▶ _WHAT YOU HAVE TO DO_
Copy out, word for word, the passage on the Good Friday Agreement given below, before the data.

▶ _PAGE TEXT_
=====

Not to be outdone, UUP leader, David Trimble, claimed the three men arrested in Bogota had been testing a deadly Napalm type bomb. His colleague, Reg Empey, said the Good Friday Agreement might have been "fatally undermined."

The following St Patrick's Day brought the break-in at Special Branch headquarters at Castlereagh. The IRA was blamed, and one police source said what had happened was as important as the seizure by Allied Forces of Germany's encryption machine during World War Two. The chief suspect was named, and police said they had 3,000 pages of evidence. Yet, two years later, no effort has been made to extradite Larry Zaitschek from the US, and he has not been charged with any offence.

Then, in October 2002, there was Stormontgate and the raid on Sinn Féin's offices in Parliament Buildings. Police said they had broken an IRA "spy ring" at the heart of government. Trimble said it was "bigger than Watergate". Over one thousand prison officers were told their lives were at risk from the IRA. Millions of pounds were spent on security measures. The DUP and UUP pulled out of government and Stormont collapsed. Four people were arrested. Charges against one of them have been dropped. Charges against the others have been very significantly reduced, and no one has yet been convicted of anything.

But the damage has been done. The Agreement may indeed have been fatally undermined. No one speaks with any confidence now of politicians taking their places in the new assembly. Last week's session of the review of the Agreement wasn't expected to make any breakthrough, and it didn't. The Taoiseach admitted in the Dail that there is "not a hope" of making progress before 5 May. After that date, the peace process will officially be put on hold in the run up to the local and EU elections.

=====

▶ _PROVIDED MATERIAL_
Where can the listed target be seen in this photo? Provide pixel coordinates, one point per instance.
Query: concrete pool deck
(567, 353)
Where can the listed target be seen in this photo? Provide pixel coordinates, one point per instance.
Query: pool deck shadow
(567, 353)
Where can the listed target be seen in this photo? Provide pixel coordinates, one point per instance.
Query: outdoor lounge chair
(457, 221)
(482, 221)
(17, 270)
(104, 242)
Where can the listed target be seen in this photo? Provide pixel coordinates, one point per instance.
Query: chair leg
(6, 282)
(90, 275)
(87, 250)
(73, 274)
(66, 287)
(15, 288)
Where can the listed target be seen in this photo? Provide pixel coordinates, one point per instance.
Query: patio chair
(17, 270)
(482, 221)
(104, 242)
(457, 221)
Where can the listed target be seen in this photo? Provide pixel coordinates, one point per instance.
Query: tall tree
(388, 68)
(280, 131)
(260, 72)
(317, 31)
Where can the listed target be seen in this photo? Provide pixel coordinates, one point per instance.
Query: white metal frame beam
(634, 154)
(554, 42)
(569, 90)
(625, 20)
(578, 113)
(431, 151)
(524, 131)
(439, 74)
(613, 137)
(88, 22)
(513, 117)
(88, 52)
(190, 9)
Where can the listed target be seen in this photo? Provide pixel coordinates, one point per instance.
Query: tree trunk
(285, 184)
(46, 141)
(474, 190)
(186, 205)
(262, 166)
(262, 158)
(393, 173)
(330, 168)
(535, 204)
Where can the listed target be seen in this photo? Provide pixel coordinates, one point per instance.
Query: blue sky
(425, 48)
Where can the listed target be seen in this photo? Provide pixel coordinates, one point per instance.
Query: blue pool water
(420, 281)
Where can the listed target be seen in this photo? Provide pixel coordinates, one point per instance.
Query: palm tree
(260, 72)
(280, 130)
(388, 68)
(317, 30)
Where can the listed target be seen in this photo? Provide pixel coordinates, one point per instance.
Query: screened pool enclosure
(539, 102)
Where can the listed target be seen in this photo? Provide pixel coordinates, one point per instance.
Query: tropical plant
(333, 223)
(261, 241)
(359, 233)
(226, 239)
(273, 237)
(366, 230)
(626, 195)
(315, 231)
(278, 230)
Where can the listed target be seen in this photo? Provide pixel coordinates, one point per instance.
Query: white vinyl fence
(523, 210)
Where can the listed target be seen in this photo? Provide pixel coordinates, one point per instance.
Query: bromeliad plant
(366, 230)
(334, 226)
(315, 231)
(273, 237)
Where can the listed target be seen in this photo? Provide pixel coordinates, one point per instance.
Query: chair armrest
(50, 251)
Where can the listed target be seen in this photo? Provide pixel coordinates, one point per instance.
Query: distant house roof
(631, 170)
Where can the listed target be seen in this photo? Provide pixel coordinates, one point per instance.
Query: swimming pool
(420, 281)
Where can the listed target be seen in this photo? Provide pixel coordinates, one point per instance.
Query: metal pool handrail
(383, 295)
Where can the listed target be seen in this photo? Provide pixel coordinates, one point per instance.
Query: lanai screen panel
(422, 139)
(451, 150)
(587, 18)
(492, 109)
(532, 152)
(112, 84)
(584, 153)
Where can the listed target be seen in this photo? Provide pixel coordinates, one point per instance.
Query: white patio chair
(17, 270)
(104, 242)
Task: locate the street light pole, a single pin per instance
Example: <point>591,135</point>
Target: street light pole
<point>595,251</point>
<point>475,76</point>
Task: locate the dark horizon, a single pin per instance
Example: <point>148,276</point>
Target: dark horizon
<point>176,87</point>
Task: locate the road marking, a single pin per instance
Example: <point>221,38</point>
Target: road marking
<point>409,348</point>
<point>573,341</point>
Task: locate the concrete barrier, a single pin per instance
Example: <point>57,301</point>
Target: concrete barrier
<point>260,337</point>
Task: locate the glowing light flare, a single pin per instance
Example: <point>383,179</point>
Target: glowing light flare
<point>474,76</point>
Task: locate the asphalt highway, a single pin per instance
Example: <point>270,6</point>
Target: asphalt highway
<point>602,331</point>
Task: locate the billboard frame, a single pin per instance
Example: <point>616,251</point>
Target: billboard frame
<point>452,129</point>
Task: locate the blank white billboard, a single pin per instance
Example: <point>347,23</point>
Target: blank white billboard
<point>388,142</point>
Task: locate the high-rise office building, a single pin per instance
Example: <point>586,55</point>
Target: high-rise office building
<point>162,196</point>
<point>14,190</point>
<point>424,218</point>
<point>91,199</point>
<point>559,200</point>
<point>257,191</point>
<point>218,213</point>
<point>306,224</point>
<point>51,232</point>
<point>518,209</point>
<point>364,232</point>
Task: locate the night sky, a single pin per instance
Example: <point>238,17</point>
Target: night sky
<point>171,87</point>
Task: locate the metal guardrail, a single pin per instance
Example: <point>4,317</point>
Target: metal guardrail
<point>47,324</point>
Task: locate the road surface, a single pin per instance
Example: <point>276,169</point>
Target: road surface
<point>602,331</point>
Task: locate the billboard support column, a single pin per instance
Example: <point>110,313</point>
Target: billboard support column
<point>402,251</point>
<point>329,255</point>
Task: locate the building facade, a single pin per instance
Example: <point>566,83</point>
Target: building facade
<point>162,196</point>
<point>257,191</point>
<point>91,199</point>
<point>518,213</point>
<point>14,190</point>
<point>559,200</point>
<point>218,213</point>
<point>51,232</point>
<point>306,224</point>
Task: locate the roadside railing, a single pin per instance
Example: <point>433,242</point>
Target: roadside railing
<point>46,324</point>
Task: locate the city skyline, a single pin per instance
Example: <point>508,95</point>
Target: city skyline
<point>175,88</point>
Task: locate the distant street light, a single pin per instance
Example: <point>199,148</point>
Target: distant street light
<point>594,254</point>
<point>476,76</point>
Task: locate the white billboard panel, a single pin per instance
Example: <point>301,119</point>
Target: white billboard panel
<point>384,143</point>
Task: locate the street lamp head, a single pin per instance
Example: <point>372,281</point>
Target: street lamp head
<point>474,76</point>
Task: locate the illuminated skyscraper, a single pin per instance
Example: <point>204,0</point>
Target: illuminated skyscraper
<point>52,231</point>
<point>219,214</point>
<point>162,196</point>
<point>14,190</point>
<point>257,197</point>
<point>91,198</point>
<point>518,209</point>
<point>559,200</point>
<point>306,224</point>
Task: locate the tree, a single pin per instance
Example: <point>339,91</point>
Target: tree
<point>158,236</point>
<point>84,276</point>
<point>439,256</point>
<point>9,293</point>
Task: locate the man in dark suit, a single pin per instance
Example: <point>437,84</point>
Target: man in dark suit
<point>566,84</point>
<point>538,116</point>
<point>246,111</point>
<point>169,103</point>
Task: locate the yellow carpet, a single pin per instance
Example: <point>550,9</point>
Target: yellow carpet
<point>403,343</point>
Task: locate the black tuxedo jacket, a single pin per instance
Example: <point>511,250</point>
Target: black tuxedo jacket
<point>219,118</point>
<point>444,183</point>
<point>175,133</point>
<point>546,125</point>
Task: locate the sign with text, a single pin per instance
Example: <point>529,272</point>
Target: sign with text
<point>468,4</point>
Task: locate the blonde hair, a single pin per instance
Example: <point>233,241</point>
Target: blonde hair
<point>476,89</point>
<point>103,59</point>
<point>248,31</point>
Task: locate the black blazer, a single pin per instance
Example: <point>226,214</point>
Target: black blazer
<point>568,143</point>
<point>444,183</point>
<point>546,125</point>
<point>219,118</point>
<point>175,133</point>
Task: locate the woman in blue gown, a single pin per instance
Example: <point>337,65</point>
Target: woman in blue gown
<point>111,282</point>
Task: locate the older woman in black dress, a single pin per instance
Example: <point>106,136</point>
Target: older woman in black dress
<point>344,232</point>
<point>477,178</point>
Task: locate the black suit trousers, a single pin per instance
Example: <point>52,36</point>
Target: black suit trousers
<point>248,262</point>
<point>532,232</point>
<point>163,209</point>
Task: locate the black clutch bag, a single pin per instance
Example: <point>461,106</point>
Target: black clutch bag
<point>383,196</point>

=====

▶ _THE ANSWER_
Not to be outdone, UUP leader, David Trimble, claimed the three men arrested in Bogota had been testing a deadly Napalm type bomb. His colleague, Reg Empey, said the Good Friday Agreement might have been "fatally undermined."

The following St Patrick's Day brought the break-in at Special Branch headquarters at Castlereagh. The IRA was blamed, and one police source said what had happened was as important as the seizure by Allied Forces of Germany's encryption machine during World War Two. The chief suspect was named, and police said they had 3,000 pages of evidence. Yet, two years later, no effort has been made to extradite Larry Zaitschek from the US, and he has not been charged with any offence.

Then, in October 2002, there was Stormontgate and the raid on Sinn Féin's offices in Parliament Buildings. Police said they had broken an IRA "spy ring" at the heart of government. Trimble said it was "bigger than Watergate". Over one thousand prison officers were told their lives were at risk from the IRA. Millions of pounds were spent on security measures. The DUP and UUP pulled out of government and Stormont collapsed. Four people were arrested. Charges against one of them have been dropped. Charges against the others have been very significantly reduced, and no one has yet been convicted of anything.

But the damage has been done. The Agreement may indeed have been fatally undermined. No one speaks with any confidence now of politicians taking their places in the new assembly. Last week's session of the review of the Agreement wasn't expected to make any breakthrough, and it didn't. The Taoiseach admitted in the Dail that there is "not a hope" of making progress before 5 May. After that date, the peace process will officially be put on hold in the run up to the local and EU elections.